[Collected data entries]
━━━

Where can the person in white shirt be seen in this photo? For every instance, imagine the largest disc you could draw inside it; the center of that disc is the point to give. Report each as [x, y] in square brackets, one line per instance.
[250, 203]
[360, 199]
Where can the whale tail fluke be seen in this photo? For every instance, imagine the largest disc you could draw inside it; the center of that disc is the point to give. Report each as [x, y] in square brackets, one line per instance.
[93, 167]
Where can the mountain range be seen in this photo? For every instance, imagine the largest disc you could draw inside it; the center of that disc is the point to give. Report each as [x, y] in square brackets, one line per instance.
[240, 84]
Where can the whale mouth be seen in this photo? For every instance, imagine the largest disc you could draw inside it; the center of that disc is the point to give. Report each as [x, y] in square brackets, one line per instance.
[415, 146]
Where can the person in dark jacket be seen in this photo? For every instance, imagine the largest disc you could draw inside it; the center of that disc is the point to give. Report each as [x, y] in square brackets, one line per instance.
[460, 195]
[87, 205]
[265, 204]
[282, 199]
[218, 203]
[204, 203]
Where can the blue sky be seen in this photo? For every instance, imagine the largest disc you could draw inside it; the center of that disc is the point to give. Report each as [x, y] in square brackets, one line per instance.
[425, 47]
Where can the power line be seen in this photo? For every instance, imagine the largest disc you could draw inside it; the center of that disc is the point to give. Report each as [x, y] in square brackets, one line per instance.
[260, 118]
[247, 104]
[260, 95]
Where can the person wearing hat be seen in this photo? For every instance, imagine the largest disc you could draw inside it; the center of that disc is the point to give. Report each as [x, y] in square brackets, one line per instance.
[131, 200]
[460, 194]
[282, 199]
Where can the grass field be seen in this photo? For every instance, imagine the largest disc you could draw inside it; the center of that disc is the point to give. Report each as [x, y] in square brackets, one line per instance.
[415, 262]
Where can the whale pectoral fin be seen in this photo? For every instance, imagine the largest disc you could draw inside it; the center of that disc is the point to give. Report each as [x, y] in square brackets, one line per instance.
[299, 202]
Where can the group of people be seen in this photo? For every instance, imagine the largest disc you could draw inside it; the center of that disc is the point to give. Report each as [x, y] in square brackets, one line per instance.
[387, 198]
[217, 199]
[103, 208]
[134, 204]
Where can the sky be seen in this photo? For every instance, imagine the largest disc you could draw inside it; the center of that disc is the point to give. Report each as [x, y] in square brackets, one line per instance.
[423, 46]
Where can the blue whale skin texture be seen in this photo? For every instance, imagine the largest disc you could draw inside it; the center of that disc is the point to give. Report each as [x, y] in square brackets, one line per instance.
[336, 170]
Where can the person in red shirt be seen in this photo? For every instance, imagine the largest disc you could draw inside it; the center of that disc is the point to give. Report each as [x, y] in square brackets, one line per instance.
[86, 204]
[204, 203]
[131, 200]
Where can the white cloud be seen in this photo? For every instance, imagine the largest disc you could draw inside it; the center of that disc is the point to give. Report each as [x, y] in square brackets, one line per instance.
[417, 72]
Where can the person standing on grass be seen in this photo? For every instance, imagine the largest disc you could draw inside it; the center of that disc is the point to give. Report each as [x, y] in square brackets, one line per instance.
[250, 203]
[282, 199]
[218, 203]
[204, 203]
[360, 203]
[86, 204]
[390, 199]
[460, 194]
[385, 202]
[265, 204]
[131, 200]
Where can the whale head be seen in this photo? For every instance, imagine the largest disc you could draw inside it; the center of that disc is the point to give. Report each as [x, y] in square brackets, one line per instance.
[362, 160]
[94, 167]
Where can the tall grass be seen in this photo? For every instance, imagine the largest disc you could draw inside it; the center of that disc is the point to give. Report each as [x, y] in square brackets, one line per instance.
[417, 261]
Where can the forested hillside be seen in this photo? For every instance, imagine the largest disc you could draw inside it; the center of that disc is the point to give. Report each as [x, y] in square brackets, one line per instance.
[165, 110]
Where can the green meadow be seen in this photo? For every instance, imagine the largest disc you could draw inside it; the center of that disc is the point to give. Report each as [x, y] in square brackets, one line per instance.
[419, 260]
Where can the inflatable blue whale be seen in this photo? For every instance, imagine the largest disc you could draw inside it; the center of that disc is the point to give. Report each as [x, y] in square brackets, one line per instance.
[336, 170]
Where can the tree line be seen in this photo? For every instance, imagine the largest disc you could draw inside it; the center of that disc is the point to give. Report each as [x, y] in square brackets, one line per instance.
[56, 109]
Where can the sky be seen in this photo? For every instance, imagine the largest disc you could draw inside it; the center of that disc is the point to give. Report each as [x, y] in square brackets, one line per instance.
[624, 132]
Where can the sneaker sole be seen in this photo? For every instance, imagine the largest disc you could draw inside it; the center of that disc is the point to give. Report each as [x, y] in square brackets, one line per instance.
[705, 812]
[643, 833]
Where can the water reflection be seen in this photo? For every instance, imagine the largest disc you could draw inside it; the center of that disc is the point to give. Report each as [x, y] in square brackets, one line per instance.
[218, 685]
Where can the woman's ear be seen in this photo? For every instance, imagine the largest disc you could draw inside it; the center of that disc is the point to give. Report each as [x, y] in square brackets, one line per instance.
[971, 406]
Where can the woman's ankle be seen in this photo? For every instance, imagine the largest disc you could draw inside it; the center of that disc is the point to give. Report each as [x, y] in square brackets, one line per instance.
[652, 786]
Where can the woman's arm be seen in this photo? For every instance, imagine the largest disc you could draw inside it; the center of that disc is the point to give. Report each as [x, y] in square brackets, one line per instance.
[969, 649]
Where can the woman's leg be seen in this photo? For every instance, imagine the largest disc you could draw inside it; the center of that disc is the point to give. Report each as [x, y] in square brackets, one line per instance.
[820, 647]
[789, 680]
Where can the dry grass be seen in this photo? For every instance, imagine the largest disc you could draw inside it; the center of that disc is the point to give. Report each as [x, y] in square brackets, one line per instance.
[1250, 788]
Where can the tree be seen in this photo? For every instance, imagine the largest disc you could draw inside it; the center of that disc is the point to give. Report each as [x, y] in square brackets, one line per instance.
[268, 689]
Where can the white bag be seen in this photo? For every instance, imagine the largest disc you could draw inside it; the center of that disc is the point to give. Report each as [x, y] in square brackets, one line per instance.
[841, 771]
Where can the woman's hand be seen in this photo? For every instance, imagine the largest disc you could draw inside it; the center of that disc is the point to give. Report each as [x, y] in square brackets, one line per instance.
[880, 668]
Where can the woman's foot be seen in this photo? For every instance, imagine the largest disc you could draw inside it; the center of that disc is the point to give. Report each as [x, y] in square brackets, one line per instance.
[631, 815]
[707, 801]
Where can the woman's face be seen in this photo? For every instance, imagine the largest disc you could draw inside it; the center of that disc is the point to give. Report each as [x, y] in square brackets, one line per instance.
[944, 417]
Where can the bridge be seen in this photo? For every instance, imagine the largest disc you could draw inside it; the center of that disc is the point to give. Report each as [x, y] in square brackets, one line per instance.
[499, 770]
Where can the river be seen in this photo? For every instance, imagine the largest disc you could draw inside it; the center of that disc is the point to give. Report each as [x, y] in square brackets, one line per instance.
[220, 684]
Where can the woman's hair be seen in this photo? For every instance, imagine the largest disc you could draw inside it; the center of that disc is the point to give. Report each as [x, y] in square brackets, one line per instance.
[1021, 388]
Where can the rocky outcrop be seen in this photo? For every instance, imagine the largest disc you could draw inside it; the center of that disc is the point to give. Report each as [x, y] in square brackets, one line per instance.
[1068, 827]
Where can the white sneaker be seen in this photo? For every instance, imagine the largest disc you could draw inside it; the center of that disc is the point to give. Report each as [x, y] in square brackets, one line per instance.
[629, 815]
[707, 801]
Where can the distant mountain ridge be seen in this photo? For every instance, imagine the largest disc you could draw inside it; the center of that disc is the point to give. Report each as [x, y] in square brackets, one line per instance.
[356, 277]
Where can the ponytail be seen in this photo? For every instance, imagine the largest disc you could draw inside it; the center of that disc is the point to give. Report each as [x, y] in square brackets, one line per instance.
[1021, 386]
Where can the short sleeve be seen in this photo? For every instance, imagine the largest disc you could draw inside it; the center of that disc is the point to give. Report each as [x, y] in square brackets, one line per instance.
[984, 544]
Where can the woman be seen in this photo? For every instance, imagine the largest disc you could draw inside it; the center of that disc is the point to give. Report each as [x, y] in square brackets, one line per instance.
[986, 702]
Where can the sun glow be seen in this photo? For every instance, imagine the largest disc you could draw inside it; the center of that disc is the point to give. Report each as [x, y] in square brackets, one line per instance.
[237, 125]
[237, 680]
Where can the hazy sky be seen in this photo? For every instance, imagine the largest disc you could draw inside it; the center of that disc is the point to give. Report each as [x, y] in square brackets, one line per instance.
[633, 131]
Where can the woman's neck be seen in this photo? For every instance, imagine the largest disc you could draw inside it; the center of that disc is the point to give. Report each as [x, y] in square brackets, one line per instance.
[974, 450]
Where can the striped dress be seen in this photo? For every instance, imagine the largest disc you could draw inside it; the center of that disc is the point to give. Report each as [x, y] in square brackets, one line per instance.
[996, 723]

━━━

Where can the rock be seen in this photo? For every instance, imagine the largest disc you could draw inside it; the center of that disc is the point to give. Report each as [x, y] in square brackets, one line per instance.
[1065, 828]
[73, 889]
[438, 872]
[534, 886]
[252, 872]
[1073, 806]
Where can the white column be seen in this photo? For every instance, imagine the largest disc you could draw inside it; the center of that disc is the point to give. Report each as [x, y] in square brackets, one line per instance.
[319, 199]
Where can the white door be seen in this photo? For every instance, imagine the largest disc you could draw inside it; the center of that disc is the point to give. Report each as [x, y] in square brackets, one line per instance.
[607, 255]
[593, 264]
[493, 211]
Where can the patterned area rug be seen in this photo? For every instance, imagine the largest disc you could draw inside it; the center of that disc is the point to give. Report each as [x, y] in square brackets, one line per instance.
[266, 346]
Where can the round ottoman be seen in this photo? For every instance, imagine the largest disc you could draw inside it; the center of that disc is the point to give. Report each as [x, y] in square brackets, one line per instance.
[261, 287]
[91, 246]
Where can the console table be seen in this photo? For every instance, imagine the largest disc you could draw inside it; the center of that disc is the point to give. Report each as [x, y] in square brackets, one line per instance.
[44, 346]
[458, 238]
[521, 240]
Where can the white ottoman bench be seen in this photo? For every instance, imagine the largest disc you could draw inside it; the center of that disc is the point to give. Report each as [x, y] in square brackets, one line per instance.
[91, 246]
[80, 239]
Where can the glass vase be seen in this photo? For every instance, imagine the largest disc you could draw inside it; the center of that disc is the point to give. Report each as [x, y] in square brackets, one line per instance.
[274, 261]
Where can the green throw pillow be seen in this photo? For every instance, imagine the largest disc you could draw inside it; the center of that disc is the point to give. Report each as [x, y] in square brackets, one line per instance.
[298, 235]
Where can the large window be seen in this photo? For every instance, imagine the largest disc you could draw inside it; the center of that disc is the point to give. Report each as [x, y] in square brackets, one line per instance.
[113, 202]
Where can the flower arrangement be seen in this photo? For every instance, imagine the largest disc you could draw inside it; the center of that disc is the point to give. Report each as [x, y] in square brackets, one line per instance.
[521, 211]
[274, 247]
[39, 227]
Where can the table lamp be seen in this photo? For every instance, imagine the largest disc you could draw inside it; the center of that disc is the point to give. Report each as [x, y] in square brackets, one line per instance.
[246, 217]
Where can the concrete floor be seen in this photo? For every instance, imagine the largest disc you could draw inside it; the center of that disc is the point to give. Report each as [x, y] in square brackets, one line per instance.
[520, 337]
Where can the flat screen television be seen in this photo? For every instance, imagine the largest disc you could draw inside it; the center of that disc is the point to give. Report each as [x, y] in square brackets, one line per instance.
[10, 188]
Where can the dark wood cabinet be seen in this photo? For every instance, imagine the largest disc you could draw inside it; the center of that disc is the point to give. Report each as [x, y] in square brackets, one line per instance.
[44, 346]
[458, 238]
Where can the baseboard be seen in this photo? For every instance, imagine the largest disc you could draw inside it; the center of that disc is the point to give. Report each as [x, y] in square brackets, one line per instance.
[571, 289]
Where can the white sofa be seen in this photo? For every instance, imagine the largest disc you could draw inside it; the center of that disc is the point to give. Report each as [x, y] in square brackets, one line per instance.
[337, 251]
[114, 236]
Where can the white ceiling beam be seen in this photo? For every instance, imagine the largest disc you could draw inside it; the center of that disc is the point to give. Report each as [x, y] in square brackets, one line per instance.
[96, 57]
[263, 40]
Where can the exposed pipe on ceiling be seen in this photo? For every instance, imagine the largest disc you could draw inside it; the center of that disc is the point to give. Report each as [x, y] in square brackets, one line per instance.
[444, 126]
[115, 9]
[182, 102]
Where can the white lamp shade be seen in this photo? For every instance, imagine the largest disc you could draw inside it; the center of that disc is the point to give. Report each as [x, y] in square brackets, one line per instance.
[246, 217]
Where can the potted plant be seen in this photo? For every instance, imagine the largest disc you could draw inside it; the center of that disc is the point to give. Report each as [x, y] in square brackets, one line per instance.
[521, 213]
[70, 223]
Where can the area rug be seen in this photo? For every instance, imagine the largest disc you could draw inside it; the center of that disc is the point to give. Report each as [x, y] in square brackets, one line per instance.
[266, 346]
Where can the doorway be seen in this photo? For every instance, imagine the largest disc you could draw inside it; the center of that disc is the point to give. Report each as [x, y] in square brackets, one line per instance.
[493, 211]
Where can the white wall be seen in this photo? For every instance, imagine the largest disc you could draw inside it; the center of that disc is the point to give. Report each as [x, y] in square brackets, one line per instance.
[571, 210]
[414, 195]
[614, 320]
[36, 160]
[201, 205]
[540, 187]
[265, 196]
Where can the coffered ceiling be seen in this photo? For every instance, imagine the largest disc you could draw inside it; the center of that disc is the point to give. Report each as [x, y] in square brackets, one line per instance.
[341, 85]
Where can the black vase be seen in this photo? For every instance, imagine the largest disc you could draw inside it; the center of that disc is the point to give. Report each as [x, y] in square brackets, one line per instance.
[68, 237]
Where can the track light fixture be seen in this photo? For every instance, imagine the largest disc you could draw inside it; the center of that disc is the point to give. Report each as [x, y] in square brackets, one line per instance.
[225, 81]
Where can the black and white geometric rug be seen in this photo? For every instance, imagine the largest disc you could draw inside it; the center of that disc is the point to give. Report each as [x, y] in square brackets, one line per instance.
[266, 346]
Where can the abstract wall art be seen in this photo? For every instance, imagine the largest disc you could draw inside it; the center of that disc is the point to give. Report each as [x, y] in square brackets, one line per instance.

━━━

## THE TASK
Could you give the lines of the listing as a numbered list, starting at the line that contains "Where can the doorway" and ending at the line that contains "Where can the abstract", with blank lines left out?

## EXPECTED ANSWER
1. Where can the doorway be seen in this photo? For every instance, imagine the largest disc you could draw inside it; the center of that disc is the point to give. Report each as [x, y] in square brackets, one line per instance.
2. [493, 211]
3. Where can the white wall be seen in this photo? For every instance, imagine the largest disc you could draw inside it; the center of that disc is the point to give. Report each as [x, y] in square brackets, one line per instance.
4. [571, 210]
5. [414, 195]
6. [614, 320]
7. [36, 160]
8. [201, 205]
9. [540, 187]
10. [265, 196]
11. Where can the coffered ceiling be seen in this photo? For every instance, imagine the largest disc you could draw inside it; the center of that disc is the point to give. Report each as [x, y] in square brackets, one line per instance.
12. [341, 85]
13. Where can the black vase be seen in this photo? For every instance, imagine the largest disc you could draw inside it; the center of that disc is the point to give. Report each as [x, y] in square brackets, one line per instance.
14. [68, 237]
15. Where can the track light fixture be seen in this photo? For every instance, imagine the largest disc you could draw inside it; the center of that disc is the point to give. Report each as [x, y] in square brackets, one line per instance.
16. [225, 81]
17. Where can the black and white geometric rug be seen in this photo? For every instance, imagine the largest disc you could draw inside it; the center of that disc is the point to give. Report each as [x, y] in square brackets, one line per instance.
18. [266, 346]
19. Where can the abstract wall art be seen in this photo? For every instance, imagine the largest disc you could draw inside it; the center of that disc is the point to give. Report each as [x, y] in square brackets, one line per instance.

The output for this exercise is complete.